Required task: Reproduce word for word the lines of the items below that begin with the line containing "[locate] white picket gate" and end with the line containing "Target: police officer's cap", including both of those lines.

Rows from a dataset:
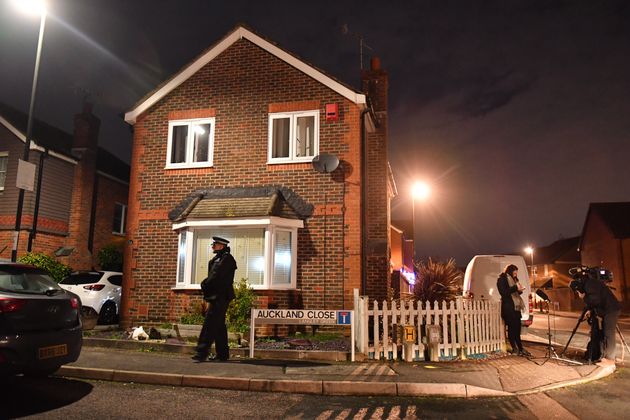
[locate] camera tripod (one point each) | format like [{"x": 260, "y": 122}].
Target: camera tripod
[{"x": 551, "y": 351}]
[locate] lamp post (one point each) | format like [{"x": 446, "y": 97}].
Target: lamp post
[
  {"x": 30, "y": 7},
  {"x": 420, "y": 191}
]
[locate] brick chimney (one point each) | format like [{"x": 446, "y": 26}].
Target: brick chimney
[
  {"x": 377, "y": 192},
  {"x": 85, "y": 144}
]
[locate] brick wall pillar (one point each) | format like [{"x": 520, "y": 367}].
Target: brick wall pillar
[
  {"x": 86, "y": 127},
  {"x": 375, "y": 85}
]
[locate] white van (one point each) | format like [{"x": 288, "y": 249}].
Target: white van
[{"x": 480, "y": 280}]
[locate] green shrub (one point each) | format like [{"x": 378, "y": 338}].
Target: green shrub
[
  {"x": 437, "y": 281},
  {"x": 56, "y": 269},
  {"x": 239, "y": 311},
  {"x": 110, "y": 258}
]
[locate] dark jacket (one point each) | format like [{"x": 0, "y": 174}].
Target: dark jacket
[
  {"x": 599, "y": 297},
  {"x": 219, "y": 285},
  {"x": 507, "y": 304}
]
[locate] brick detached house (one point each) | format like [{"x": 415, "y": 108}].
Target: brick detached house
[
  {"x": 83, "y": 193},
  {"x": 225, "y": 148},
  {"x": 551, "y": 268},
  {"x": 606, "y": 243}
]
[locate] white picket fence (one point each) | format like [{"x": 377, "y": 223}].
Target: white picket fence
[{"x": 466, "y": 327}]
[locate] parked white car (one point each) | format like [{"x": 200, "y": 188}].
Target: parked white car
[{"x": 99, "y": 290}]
---
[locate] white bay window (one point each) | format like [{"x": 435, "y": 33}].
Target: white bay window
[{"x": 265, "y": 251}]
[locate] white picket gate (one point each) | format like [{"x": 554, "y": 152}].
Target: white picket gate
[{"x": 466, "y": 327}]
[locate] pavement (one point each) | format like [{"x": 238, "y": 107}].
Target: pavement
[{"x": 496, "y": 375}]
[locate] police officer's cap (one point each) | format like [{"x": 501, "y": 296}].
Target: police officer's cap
--
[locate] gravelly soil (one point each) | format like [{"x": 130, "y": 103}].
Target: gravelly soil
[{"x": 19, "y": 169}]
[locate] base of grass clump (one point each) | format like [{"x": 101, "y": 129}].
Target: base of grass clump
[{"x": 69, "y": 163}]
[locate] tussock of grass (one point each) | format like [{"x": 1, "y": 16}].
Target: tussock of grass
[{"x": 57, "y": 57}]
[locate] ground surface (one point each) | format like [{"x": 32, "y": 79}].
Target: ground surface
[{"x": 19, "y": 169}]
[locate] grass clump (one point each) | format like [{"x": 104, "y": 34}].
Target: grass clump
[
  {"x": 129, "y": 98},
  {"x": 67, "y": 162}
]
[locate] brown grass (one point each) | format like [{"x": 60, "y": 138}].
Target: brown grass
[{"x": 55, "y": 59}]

Finished exercise:
[locate] white picket gate (one point each) | format like [{"x": 554, "y": 152}].
Target: white picket gate
[{"x": 466, "y": 327}]
[locate] pavement (one point each) | format like [{"x": 238, "y": 107}].
Target: pavement
[{"x": 496, "y": 375}]
[locate] police officer's cap (one point each) | format like [{"x": 501, "y": 296}].
Target: police officer's cap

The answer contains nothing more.